Goal>
Reproduce every row below word for word, changing nothing.

## start

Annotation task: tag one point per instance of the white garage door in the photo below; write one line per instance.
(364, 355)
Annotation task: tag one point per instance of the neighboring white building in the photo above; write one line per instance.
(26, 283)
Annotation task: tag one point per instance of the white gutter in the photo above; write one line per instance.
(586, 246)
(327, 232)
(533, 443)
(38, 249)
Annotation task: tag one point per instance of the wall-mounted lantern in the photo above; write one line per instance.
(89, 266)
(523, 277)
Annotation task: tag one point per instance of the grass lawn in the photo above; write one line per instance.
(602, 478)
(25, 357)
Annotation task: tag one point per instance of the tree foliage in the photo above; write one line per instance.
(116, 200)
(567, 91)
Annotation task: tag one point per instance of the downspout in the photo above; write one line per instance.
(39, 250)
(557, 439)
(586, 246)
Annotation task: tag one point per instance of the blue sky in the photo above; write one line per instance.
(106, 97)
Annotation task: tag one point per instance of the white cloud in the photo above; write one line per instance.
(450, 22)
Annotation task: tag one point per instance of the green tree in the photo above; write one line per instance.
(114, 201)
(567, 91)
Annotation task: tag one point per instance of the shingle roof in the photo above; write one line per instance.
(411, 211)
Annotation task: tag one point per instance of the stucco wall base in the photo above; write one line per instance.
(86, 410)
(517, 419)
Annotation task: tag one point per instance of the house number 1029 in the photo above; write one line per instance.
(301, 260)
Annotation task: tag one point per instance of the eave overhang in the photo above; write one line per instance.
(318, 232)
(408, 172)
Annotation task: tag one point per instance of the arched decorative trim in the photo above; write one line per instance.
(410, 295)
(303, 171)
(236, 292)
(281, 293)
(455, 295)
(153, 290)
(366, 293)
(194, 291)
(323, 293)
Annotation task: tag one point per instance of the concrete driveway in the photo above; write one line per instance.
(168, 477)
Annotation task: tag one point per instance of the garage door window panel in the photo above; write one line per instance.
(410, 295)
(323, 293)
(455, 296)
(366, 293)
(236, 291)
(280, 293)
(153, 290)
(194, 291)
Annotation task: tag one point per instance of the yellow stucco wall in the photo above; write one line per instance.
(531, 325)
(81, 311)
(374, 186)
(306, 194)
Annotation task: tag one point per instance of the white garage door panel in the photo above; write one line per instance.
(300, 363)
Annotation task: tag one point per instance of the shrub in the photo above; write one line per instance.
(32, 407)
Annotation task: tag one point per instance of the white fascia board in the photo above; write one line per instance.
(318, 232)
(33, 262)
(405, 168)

## end

Task answer>
Annotation task: tag one point per instance of the white garage door in the photo below; write one line per instance.
(364, 355)
Annotation task: tag one point per instance of the neighboring white building in the photo above; write one line per instance.
(26, 283)
Annotation task: tag one point per instance of the white gutter in the photo above; write one line per instance.
(586, 246)
(327, 232)
(533, 443)
(38, 249)
Annotation task: tag one point per instance of the wall-mounted lantern in the photo above; write one line per instance.
(89, 266)
(523, 277)
Annotation task: tag one point per instance of the grass lawn in the photo above; write one line per instance.
(602, 478)
(25, 357)
Annotation task: tag one point per instance of the tree foliage in the photo above; write one line per instance.
(116, 200)
(567, 91)
Annotation task: tag one point per instance of the downspout in the photo above; write one line per instance.
(39, 250)
(557, 439)
(586, 246)
Annotation task: tag one point per instance of the blue sky in the photo above; write one line per instance.
(106, 97)
Annotation task: tag one point per instance of the white cloud in the photo above; write one line per instance.
(450, 22)
Annotation task: tag one point per instance of the green tree in the photo above; write one line per instance.
(114, 201)
(567, 91)
Annotation task: tag one point per instance of the shingle roof in the photo above; write one line per instance.
(411, 211)
Annotation task: tag one point per instance of the stucco wall base in the photo above; write one line per instance.
(86, 410)
(517, 419)
Annotation task: tag one point per instance of the house number 1029 in the photo above; write one line per instance.
(301, 260)
Annotation task: tag one point per instance of the eave overhang in the photo above; write one line per instance.
(318, 232)
(408, 172)
Annotation task: tag one point per instance of the arched decorative trim in the photo above; write one line per instance.
(410, 295)
(303, 171)
(236, 292)
(281, 293)
(455, 295)
(153, 290)
(366, 293)
(194, 291)
(323, 293)
Annotation task: tag one point per instance of the concrete driveway in the photo above; write one line per instance.
(168, 477)
Annotation task: tag one point per instance of the garage door window panel in the photo above; write one line per instance.
(410, 295)
(323, 293)
(455, 296)
(366, 293)
(236, 291)
(280, 293)
(153, 290)
(194, 291)
Annotation task: tag one point per instance of the yellow stucco wall in the photo above; write one line per instance.
(531, 325)
(81, 311)
(374, 186)
(306, 194)
Annotation task: tag one point per instance of the white garage door panel in the photo above; write one line per instance.
(300, 363)
Annotation task: tag one point per instance of the shrub in the photo above; write one line per instance.
(32, 407)
Annotation task: tag one point per instance of the white fascia board in the photo above; write one line per instance.
(318, 232)
(33, 262)
(405, 168)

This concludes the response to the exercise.